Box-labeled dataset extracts
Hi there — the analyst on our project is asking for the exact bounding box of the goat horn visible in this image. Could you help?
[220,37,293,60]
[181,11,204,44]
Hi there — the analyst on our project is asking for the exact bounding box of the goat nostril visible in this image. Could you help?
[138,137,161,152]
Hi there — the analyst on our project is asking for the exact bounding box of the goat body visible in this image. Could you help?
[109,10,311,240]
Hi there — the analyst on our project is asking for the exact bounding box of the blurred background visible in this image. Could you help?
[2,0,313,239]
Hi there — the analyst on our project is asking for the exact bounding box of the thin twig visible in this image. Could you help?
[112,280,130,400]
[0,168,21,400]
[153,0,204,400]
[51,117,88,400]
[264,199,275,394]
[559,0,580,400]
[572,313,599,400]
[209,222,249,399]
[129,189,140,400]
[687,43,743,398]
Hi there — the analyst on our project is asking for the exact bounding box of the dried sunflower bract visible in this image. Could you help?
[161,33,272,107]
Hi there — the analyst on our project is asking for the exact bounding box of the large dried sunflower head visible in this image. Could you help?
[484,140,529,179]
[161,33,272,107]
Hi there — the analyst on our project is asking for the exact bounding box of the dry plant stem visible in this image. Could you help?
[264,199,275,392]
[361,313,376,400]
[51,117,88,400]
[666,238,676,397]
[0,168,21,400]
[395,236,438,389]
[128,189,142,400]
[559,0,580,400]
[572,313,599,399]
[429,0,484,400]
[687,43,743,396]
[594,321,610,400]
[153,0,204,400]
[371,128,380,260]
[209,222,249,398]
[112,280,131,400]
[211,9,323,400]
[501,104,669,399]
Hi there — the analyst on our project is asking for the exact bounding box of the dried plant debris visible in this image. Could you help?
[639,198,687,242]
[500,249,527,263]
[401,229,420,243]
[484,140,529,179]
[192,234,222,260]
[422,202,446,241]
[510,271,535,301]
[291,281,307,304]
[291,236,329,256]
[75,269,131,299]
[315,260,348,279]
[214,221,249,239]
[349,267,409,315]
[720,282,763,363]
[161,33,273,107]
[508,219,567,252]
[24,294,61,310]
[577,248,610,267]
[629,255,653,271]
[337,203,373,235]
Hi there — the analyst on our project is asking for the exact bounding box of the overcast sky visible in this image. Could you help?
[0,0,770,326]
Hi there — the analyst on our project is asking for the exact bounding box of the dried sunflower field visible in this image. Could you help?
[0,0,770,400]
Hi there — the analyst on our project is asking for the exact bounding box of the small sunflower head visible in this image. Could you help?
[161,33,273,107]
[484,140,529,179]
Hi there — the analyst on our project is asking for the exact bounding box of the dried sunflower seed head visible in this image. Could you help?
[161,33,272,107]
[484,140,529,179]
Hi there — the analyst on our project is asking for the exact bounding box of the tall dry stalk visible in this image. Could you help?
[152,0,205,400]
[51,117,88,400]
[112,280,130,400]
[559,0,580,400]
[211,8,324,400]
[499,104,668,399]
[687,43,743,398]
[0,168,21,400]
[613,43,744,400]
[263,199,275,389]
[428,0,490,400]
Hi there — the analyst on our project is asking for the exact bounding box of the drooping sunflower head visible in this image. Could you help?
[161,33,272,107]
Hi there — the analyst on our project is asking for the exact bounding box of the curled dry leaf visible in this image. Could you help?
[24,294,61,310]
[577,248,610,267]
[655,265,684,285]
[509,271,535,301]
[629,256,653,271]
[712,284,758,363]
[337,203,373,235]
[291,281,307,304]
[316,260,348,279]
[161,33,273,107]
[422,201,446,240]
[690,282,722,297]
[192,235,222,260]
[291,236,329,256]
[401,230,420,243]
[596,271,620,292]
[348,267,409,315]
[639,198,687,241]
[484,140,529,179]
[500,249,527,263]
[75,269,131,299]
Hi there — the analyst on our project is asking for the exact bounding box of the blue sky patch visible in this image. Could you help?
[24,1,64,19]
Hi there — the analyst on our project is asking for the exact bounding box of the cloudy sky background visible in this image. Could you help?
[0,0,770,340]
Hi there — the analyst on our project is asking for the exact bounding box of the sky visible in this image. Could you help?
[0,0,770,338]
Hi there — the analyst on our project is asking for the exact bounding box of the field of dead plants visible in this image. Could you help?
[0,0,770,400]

Problem — Copy verbatim the part of the material that opens with the line containing "stem visible in this image. Could you help?" and closes with the line containing "[128,189,142,400]", both of those lines included.

The solution —
Hi there — the analyst on our project is asking for the exact bounding box of the dry plant stem visible in this image. Could you help?
[264,199,275,392]
[361,313,376,400]
[51,117,88,400]
[666,238,676,397]
[0,168,21,400]
[395,236,438,389]
[128,189,142,400]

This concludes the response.